▸ TASK DESCRIPTION: Which lines run from the one containing "[[56, 1066]]" through the end of the entries? Restate them word for word, and only those.

Source records:
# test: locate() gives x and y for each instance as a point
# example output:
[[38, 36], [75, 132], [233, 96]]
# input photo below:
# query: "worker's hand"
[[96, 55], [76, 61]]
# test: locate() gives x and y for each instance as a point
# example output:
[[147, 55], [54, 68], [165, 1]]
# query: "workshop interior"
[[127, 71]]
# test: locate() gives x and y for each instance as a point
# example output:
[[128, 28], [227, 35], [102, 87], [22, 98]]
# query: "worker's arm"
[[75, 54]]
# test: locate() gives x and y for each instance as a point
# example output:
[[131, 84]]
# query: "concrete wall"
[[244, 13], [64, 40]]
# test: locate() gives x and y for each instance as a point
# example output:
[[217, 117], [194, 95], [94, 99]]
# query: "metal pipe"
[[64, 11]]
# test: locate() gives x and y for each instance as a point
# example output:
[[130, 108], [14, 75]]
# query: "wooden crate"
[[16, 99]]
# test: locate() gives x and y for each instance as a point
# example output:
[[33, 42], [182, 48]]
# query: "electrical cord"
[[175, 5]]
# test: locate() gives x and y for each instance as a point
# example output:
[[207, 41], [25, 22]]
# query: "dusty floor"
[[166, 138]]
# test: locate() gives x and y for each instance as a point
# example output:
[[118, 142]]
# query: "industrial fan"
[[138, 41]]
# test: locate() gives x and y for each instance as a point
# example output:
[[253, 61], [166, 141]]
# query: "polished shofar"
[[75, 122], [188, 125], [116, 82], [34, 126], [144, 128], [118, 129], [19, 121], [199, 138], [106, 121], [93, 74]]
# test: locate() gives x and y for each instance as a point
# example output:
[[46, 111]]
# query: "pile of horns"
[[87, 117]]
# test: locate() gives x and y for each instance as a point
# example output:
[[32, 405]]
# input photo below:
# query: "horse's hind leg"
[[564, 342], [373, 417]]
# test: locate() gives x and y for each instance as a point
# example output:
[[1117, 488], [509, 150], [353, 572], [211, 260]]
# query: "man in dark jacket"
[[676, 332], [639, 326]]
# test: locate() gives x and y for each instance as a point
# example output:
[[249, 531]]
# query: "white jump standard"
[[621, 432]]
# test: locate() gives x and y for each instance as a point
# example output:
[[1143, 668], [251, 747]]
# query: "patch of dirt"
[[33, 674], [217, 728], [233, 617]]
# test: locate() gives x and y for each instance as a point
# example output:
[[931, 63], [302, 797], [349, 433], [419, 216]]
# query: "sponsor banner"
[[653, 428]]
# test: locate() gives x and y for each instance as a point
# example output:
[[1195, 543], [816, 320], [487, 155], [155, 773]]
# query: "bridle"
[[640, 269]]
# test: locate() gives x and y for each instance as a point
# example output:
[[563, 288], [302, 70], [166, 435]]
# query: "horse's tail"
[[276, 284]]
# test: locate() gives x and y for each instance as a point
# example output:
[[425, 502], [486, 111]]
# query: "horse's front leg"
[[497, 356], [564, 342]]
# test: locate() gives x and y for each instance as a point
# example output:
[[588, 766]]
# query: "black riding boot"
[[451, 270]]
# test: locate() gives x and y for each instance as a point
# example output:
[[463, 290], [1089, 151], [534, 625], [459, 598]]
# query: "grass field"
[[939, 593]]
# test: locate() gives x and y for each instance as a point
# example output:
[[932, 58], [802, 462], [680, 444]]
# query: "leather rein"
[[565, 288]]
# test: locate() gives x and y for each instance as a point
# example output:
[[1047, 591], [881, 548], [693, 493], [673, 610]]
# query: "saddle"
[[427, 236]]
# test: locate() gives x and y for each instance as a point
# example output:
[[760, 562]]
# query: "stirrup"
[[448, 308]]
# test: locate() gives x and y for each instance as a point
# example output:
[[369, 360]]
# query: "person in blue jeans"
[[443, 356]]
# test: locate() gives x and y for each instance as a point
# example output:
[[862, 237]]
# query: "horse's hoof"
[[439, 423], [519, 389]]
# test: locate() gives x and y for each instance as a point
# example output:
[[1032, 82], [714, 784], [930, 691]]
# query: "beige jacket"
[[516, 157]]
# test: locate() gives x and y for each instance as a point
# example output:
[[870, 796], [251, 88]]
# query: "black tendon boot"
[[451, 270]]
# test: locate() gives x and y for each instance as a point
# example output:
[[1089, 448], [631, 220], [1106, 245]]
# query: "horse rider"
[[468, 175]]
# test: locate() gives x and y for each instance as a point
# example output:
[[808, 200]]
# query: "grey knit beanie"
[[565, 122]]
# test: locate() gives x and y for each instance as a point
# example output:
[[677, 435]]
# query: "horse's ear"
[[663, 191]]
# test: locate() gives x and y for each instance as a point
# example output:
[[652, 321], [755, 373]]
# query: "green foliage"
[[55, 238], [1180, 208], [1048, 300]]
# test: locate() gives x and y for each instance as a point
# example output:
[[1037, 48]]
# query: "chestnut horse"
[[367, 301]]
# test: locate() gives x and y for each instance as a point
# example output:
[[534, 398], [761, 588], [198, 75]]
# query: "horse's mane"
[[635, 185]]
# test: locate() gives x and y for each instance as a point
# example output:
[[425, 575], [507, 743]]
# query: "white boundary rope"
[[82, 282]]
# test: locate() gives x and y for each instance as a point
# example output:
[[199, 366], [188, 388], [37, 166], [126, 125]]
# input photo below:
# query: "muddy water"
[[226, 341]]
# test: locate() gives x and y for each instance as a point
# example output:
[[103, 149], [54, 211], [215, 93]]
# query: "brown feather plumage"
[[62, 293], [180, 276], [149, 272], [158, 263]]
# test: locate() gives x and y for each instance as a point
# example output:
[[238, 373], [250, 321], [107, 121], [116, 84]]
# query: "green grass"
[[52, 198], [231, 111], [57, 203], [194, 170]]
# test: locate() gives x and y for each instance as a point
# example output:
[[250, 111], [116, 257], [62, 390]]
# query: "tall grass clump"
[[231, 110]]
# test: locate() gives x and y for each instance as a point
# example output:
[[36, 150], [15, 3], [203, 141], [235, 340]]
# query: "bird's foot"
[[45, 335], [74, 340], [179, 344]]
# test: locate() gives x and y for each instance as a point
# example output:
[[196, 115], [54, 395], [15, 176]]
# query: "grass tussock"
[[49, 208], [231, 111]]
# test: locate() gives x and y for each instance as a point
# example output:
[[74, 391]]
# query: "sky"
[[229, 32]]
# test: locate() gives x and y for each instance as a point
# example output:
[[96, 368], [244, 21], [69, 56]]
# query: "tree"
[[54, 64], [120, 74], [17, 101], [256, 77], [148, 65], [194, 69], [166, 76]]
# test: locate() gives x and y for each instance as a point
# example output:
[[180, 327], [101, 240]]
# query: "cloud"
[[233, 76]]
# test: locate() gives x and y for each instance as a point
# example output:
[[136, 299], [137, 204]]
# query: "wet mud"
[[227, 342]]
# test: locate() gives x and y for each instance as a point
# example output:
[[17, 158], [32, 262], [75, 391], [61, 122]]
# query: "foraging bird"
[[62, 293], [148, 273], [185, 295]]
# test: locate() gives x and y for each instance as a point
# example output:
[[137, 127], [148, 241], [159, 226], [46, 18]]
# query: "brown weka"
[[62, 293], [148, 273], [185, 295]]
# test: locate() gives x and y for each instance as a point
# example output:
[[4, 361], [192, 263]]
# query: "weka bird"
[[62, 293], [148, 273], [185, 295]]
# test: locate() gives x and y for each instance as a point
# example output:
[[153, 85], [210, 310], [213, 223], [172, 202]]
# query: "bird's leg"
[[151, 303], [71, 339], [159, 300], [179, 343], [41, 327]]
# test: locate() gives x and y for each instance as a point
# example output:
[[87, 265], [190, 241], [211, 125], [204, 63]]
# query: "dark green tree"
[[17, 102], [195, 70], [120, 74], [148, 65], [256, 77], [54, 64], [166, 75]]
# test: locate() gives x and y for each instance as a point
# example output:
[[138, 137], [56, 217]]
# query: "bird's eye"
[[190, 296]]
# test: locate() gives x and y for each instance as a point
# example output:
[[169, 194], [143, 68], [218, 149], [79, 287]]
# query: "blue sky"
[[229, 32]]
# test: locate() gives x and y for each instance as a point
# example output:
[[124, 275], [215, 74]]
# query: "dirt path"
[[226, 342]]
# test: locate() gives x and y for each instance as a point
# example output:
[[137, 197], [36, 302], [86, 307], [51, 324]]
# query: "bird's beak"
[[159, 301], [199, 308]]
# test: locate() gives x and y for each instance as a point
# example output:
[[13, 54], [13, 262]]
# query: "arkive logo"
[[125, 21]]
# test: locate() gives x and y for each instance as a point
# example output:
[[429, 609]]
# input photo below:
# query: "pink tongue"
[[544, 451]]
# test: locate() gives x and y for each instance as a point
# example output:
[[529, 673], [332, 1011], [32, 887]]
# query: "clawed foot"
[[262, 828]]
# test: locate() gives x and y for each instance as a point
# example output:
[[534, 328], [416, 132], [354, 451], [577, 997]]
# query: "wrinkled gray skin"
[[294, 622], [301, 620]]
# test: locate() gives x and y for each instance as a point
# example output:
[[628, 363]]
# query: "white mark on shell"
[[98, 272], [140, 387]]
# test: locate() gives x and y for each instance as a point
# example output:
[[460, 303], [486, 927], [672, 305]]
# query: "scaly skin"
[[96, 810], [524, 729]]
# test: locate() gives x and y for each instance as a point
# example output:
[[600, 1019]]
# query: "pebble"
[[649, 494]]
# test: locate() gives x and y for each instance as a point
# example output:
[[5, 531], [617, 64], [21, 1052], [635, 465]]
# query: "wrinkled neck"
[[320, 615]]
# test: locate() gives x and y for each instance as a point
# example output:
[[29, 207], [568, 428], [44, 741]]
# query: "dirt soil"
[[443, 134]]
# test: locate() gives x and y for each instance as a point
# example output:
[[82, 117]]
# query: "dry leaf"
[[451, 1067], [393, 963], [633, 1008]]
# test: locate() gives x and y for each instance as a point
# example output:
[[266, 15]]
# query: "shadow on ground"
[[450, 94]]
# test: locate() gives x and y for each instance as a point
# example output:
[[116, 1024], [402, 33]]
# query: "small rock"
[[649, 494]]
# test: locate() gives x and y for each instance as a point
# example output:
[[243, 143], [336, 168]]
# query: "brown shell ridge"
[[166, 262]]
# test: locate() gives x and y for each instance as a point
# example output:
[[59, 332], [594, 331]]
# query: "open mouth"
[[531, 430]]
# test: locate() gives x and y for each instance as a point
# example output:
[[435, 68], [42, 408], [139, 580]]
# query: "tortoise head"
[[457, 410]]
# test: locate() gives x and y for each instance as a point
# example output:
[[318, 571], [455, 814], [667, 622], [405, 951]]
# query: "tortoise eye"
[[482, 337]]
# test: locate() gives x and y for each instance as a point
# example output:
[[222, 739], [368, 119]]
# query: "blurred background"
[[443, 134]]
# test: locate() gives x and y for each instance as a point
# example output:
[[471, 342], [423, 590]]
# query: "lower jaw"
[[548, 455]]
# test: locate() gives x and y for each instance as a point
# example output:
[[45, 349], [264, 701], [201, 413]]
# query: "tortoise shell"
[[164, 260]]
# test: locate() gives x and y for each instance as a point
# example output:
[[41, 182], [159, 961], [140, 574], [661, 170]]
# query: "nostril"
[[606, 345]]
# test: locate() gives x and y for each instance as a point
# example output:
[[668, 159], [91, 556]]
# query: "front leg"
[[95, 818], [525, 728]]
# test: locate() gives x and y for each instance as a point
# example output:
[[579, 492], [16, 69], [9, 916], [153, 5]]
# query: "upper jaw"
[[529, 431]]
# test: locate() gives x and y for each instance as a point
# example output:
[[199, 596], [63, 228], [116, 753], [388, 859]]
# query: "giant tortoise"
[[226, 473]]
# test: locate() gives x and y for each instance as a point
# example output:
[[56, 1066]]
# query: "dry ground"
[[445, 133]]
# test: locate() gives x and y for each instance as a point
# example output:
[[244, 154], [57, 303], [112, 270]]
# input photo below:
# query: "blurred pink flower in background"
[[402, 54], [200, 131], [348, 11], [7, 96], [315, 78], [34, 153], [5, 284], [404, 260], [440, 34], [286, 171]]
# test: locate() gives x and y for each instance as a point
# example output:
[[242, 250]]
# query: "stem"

▸ OUTPUT FOR THIS EXERCISE:
[[56, 1066]]
# query: "dry ground"
[[445, 133]]
# test: locate() gives x and y for each instance as a point
# example output:
[[244, 154], [57, 303], [112, 270]]
# input photo below:
# query: "blurred pink flower in background"
[[402, 54], [200, 131], [348, 11], [7, 96], [315, 78], [34, 153], [5, 284], [404, 260], [440, 34], [286, 171]]
# test: locate() gives x and y for each instance as a point
# example output:
[[242, 250]]
# query: "stem"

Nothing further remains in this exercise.